[Image object location entries]
----
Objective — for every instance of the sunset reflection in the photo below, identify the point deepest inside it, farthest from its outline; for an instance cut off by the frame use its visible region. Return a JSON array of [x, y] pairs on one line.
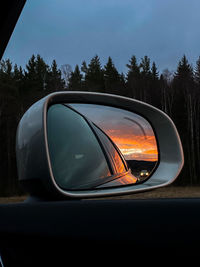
[[131, 133], [136, 147]]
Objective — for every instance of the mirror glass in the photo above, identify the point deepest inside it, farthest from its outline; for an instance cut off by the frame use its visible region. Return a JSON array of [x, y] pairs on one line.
[[94, 146], [131, 133]]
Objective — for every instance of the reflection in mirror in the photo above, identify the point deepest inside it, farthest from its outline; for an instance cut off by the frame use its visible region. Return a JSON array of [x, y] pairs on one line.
[[131, 133], [82, 156]]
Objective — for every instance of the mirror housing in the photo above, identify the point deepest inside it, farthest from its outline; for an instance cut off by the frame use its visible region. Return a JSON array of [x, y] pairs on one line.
[[33, 159]]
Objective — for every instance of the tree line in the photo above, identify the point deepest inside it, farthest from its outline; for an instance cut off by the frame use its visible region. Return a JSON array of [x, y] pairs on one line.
[[176, 93]]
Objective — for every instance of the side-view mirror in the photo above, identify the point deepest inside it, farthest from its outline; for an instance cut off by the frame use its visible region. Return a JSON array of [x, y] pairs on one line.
[[80, 145]]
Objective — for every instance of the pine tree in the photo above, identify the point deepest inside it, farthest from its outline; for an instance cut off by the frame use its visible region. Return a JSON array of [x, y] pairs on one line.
[[184, 74], [197, 73], [133, 78], [111, 77], [154, 72], [94, 78], [145, 66], [75, 80], [54, 81]]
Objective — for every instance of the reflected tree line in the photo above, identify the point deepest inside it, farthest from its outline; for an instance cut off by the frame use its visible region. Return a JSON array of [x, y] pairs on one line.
[[176, 93]]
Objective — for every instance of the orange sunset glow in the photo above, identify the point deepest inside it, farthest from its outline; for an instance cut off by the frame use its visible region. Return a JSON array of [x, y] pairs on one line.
[[136, 147]]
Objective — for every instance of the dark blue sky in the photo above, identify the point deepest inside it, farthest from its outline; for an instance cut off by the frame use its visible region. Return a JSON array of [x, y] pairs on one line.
[[77, 30]]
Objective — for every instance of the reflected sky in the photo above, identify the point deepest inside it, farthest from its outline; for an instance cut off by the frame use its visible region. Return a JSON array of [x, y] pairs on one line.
[[132, 134]]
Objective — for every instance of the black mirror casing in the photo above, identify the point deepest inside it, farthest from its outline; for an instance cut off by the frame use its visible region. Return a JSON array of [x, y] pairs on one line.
[[33, 159]]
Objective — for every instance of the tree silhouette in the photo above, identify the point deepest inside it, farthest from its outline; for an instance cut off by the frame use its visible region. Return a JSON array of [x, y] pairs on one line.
[[75, 80]]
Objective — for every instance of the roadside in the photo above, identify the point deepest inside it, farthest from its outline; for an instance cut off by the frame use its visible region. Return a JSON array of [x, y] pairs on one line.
[[165, 192]]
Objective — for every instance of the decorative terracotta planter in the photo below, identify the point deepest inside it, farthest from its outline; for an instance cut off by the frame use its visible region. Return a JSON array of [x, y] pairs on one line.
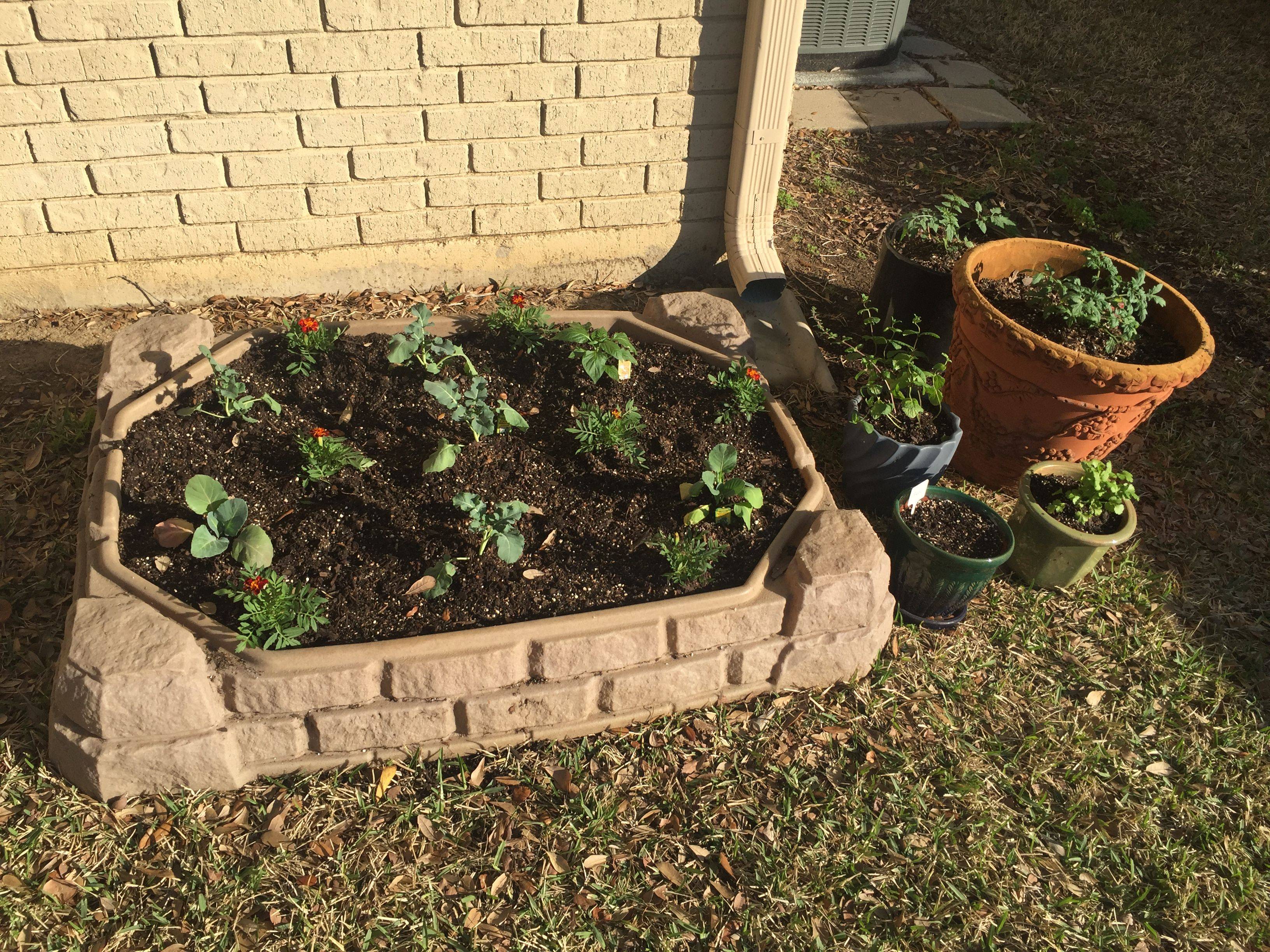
[[1023, 398], [1049, 554], [931, 586]]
----
Problem details. Reproduce the data above word for word, leaving out the pictures.

Output below.
Objective — for every instance of the sunset reflection in the photo below, identify the point deepest inside it, farthest from its outline; for an instance cut off by the frame use its visible region. Return a JSON array of [x, y] pairs on one line.
[[131, 133], [136, 147]]
Objective — for every instance of the mirror glass in the photo above, identify the point deepest inside it, farthest from its outline; for an instance cut off by the frame use its visible region. Return a JSON array of [x, y] pairs on one line.
[[94, 146], [131, 133]]
Objective — for every instance of the reflection in mirror in the photo above, identify the point deepest inside it, farthest from its outline; for an instance cut off by the frame use its visible region. Return a JSON array of [x, y] pairs on one line.
[[131, 133], [82, 156]]
Objective — for every instance of the mirror housing in the photo above, identify the point deepest inside it, farthest from its outline; for an instance cut off by the frame use its visible region. Return a JSON array of [x, y] pairs on one line.
[[33, 159]]
Objective — for every instance of the tree line in the photo above, identify the point deepest inside it, farthest from its outline; for an instance cut off by the frame use its visible region. Return a JSON array of [x, y] pairs on one line.
[[176, 93]]
Objective — for every instance of the side-view mirror in the photo above, identify the point deepest inside it, farthest from its outline; for an instance cut off by the frame use its visible region. Return a JSON array of [x, y] pairs on one line.
[[80, 145]]
Objective — for every instance of the pine tree in the photo above, identify the point deepest inside it, farthest from its outline; for an instance cut off by the frame use its visible region. Return a JSON array of [x, y] pairs on one line.
[[184, 74], [197, 73], [133, 78], [111, 77], [154, 72], [94, 78], [145, 66], [75, 80], [54, 81]]
Objective — for every instance of the reflected tree line in the photo above, identify the point deepest inside it, farthest from its outline; for an instance cut off by the frame use its visible region. Return a JSON array of [x, y] pairs on one line.
[[176, 93]]
Objective — for every instance of the orange sunset glow in the photo above, identify the point deepest inside it, farthest from its outline; for an instance cut off by the frame use its visible region. Return a JSON array of [x, y] pairs on one line.
[[136, 147]]
Objective — for every instance of the dark blue sky in the photo above, identify the point deepest inside it, farthest from its outline; for an instance cut off by the frame use its visible region. Return a JSON array of [x, y] pairs on one line.
[[77, 30]]
Objective — for every instance of the reflected sky in the photo above, identify the point deepest inside it, farthest from its outline; for an instance cut off by the frame use its visible region. Return a JSON array of [x, y] pairs on one line.
[[132, 134]]
Objective — for every instance of the black mirror casing in the photo above, identify the point deepest inside it, farthest from its outline; for an instance cut off by the frame use its visible region. Return a JSON array of [x, y] pairs on one line.
[[33, 159]]
Objective — for every instance of the tree silhouette in the photo above, identify the point deepest inside it, farthest from its outline; for an instance cut off by the frame use its visible region. Return a JSON array of [x, y] pairs on one line.
[[75, 80]]
Objective — for every instance of the roadside in the photo above, identify the point deepest inside it, farthest from its outline; for an instance cut off by the frame use its visible region. Return a JSON array of [x, y] pairs on one line.
[[165, 192]]
Objective — for every instance of the decorative terracotta planter in the photo below, identify the point deepest inside it, farthest from its outline; for an instance cut off by the frame use its visible region. Return a JSON array of [x, y] pairs on one line.
[[1023, 398], [1049, 554], [931, 586]]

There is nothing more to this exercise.